─── ROWS ───

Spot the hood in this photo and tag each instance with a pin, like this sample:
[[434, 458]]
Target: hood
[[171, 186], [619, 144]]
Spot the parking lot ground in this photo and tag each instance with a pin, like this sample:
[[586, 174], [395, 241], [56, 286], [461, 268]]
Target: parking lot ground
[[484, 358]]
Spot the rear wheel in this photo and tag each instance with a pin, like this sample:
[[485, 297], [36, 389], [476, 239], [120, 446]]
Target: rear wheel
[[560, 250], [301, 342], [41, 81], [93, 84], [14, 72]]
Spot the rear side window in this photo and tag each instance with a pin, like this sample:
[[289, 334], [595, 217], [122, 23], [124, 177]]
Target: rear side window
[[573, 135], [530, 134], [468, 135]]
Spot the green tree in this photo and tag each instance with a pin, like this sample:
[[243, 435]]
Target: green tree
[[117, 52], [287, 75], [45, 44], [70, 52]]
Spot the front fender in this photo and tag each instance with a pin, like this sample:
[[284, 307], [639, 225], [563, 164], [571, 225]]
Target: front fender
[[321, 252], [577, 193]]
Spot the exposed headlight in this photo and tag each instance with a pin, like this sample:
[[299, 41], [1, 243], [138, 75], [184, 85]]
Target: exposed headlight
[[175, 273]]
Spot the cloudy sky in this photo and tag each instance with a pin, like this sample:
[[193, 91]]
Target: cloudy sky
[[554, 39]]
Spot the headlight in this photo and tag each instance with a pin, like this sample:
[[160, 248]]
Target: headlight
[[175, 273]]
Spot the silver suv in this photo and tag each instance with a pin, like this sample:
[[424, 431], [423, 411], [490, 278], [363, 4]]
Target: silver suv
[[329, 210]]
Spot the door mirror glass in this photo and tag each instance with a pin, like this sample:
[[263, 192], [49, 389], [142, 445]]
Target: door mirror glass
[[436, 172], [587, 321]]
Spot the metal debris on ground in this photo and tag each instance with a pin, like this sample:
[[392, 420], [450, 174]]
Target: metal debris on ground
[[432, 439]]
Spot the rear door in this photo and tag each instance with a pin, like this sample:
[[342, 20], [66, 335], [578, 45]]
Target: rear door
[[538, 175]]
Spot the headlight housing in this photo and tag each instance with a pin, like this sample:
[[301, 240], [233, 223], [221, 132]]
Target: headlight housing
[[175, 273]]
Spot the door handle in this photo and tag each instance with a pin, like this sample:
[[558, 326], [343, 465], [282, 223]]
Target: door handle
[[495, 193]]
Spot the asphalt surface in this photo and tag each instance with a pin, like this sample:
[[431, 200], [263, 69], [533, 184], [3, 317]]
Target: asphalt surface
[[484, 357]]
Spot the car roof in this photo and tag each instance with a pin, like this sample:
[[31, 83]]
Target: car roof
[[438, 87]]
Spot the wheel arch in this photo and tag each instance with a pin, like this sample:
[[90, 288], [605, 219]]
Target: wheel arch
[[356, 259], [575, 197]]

───
─── ROWS ───

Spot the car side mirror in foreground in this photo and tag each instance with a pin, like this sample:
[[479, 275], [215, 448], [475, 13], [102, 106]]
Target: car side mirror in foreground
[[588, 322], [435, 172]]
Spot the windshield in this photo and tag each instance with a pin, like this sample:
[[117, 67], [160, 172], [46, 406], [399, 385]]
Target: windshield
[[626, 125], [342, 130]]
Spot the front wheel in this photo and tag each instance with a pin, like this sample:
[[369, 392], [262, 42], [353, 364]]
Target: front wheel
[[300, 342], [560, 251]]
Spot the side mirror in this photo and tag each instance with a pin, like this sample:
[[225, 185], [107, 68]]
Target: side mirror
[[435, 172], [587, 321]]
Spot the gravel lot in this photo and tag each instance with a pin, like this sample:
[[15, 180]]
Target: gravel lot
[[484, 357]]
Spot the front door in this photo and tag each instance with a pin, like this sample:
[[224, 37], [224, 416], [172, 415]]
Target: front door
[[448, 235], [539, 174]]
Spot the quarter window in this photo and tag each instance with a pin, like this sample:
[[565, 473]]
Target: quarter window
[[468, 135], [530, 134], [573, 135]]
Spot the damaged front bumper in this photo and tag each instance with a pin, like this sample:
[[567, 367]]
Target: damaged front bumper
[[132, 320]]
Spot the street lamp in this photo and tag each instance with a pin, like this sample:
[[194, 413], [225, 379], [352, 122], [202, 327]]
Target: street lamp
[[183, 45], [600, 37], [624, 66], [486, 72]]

───

### GIVEN EXERCISE
Convert the stretch of material from the line containing "Spot the hood" through the line containing "[[560, 250], [301, 342], [41, 81], [93, 84], [14, 72]]" into a JSON list of strings, with one string per line and blank lines omitted.

### ANSWER TO THE TASK
[
  "Spot the hood in this photo and tag each instance with a pin, like this sample:",
  "[[434, 458]]",
  "Target: hood",
  "[[171, 186], [619, 144]]",
  "Spot the parking lot ground in this photo and tag each instance with a pin, like this sample:",
  "[[586, 174], [395, 241], [56, 286], [461, 268]]",
  "Target: parking lot ground",
  "[[484, 358]]",
  "Spot the rear wheel in this photo and tag each instance with a pin, like this sample:",
  "[[485, 297], [36, 389], [476, 239], [120, 446]]",
  "Target: rear wheel",
  "[[560, 250], [301, 342], [41, 81], [93, 84], [14, 72]]"
]